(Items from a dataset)
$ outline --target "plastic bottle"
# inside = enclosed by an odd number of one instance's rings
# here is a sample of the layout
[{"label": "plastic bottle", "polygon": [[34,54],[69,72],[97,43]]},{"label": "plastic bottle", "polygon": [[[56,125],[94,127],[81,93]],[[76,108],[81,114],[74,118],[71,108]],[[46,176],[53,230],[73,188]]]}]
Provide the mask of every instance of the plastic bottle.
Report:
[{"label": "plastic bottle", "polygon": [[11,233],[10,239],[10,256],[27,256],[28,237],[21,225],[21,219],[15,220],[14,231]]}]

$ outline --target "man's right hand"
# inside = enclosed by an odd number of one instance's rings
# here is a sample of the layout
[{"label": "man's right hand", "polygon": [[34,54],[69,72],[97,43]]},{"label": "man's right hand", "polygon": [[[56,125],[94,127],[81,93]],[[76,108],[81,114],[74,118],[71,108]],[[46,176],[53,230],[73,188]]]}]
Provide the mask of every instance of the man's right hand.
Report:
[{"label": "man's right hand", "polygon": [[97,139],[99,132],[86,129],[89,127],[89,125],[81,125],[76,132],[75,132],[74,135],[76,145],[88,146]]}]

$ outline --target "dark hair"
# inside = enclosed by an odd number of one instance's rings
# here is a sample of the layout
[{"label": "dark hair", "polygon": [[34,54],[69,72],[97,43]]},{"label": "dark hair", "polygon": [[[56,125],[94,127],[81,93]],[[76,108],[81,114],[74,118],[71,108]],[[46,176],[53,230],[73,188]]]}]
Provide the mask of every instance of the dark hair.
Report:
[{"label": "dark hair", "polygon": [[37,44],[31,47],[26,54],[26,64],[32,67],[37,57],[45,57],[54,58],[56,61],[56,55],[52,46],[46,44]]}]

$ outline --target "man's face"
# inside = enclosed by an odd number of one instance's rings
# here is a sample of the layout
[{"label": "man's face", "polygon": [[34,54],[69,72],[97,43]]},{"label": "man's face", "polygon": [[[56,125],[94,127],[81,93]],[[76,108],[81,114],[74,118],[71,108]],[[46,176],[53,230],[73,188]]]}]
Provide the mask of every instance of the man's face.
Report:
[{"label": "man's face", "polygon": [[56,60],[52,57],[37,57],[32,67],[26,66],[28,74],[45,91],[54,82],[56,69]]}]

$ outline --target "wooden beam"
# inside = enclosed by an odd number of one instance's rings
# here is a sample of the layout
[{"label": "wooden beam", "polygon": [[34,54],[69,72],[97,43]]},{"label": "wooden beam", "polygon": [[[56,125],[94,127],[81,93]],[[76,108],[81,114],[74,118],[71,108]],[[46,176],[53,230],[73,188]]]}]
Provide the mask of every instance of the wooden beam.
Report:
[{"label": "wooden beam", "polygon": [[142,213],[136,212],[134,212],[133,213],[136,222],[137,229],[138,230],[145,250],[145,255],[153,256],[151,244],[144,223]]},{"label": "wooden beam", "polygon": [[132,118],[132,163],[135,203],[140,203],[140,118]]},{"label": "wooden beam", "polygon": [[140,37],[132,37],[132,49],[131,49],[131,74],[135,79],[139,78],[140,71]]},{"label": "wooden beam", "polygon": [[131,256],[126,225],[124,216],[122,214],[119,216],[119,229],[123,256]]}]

### WORK REQUIRED
Show each line of the material that contains the string "hand". Letter case counts.

### RESPONSE TO THIS TASK
$ outline --target "man's right hand"
[{"label": "man's right hand", "polygon": [[34,54],[69,72],[97,43]]},{"label": "man's right hand", "polygon": [[[56,125],[94,127],[81,93]],[[76,108],[81,114],[74,118],[71,108]],[[46,176],[53,230],[73,188]]]}]
Provide the mask of every instance of the man's right hand.
[{"label": "man's right hand", "polygon": [[97,139],[99,132],[86,129],[89,127],[89,125],[81,125],[76,132],[75,132],[74,135],[76,145],[88,146]]}]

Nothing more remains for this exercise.